### WHAT YOU NEED TO DO
1. Can you return the part of the passage on cancer mutations starting at "Wu and others" and ending at "but still undefined.", copied word for word?
2. Which universities and research institutions does the passage on cancer mutations name? List all of them.

____ PAGE TEXT

In the latter, they are secretly environmental in origin. For similar reasons, it seems

weird to divide mutations into heritable ones, environmental ones, and replication

errors. All three categories are deeply connected. An inherited mutation might

hobble a cell’s ability to repair typos in its DNA, while an environmental trigger

might make the cell divide more rapidly. Both events would increase the frequency

of replication errors.

But Tomasetti actually agrees. He has defined the R-mutations as those that occur

in a normal tissue that’s not beset by anything else; if a mutation is caused by extra

replication due to an environmental trigger, he puts it in the E bucket. The R-

mutations represent the absolute baseline, in a hypothetical world where no

carcinogens or cancer genes exist.

Still, Song Wu, a statistical geneticist at Stony Brook University, says that

Tomasetti’s team has likely overestimated the proportion of R-mutations. They first

estimated the proportion of mutations caused by known cancer genes, and known

environmental risk factors—and subtracted those from the total. The rest, they say,

are R-mutations. But that’s only true if we think we already know everything about

the genes and risk factors that lead to cancer, “and I doubt anyone working in

cancer believes that’s even close to the truth,” says Wu. For example, virtually

every case of cervical cancer is caused by a virus called HPV. If this study had been

done before HPV was discovered, it would have concluded that almost all cervical

cancer mutations were R-mutations, and that the disease wasn’t preventable. As it

is, we have a vaccine for it.

“We can’t use things that are unknown,” counters Tomasetti. “If new

environmental factors will be discovered,” maybe the daunting 66 percent figure

will go down. Then again, it could also go up since the Western population is ageing

(and age brings even more stem cell divisions), and since public health policies

might reduce the contribution of environmental factors.

Wu and others argue that Tomasetti hasn’t even taken account of known unknowns

—sources of environmental risk that are clearly present, but still undefined.

Consider prostate cancer. The team calculated that a whopping 95 percent of

prostate cancer mutations are R-mutations, which would make the disease almost

entirely unpreventable. “That just doesn’t make sense,” says Yaniv Erlich, a

geneticist at Columbia University and the New York Genome Center. There are

substantial differences in prostate cancer rates between different countries. If the

disease was mainly caused by random replication errors, rates should be the same

everywhere you look—and they clearly aren’t. Indeed, immigrants who move from

countries with low rates to those with high ones tend to pick up the higher risk of

their new homes. The environment clearly matters for prostate cancer; it’s that we

don’t yet know which factors are important. “The ‘environment’ is inherently

harder to study than [inherited] mutations or replicative errors,” says Clarice

Weinberg, a statistician at the National Institute of Environmental Health

Sciences. “We know quite a lot about carcinogenic effects of smoking, obesity and

certain occupational exposures, but not much about other environmental factors

experienced during life or prenatally.”

________
____ DATA LISTING

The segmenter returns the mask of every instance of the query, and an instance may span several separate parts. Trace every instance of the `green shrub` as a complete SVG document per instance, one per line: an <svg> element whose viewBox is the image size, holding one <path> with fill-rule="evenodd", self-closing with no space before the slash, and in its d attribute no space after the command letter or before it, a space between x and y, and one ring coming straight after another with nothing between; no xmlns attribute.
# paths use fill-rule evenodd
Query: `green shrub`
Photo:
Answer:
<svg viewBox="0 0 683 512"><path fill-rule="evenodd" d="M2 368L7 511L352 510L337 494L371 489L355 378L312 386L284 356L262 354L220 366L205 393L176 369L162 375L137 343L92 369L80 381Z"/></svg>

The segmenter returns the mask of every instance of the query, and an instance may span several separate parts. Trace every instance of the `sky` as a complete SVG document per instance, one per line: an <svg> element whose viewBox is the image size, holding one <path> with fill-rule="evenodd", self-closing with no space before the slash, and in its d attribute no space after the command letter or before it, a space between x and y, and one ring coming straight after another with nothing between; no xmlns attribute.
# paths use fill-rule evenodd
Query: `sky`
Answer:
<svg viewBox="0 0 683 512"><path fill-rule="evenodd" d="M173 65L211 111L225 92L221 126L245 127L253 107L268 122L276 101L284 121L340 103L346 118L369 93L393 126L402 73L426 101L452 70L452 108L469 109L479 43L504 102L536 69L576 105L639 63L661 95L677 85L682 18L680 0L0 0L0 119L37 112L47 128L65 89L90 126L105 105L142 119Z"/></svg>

________

### SOLUTIONS FOR EACH TASK
1.
Wu and others argue that Tomasetti hasn’t even taken account of known unknowns

—sources of environmental risk that are clearly present, but still undefined.

2.
- Stony Brook University
- Columbia University
- New York Genome Center
- National Institute of Environmental Health Sciences